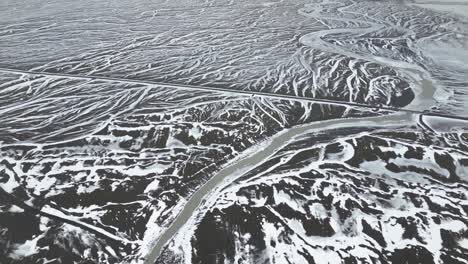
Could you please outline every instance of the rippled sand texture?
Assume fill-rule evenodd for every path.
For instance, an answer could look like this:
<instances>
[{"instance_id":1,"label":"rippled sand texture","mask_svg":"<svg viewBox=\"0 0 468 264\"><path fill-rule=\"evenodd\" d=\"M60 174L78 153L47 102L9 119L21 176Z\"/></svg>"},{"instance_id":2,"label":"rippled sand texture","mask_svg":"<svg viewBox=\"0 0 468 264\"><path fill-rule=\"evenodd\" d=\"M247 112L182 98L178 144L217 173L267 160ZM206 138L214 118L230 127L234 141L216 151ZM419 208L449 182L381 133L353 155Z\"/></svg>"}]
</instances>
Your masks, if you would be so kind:
<instances>
[{"instance_id":1,"label":"rippled sand texture","mask_svg":"<svg viewBox=\"0 0 468 264\"><path fill-rule=\"evenodd\" d=\"M151 262L270 139L395 112L278 146L158 262L466 259L467 28L390 0L2 0L0 263Z\"/></svg>"}]
</instances>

▸ **Your task**
The records are to be duplicated in full and exactly, with images left out.

▸ **Task solution**
Could you please outline every instance of the rippled sand texture?
Assume fill-rule evenodd for every path.
For instance, an answer could look like this:
<instances>
[{"instance_id":1,"label":"rippled sand texture","mask_svg":"<svg viewBox=\"0 0 468 264\"><path fill-rule=\"evenodd\" d=\"M60 174L78 153L47 102L9 119L21 176Z\"/></svg>"},{"instance_id":2,"label":"rippled sand texture","mask_svg":"<svg viewBox=\"0 0 468 264\"><path fill-rule=\"evenodd\" d=\"M247 112L182 98L178 144L217 173L267 160ZM206 138L214 118L230 127L234 141L216 151ZM419 208L449 182L381 133L353 155Z\"/></svg>"}]
</instances>
Your masks, if you would be so kind:
<instances>
[{"instance_id":1,"label":"rippled sand texture","mask_svg":"<svg viewBox=\"0 0 468 264\"><path fill-rule=\"evenodd\" d=\"M151 262L270 139L395 112L278 146L158 262L466 259L467 28L390 0L2 0L0 263Z\"/></svg>"}]
</instances>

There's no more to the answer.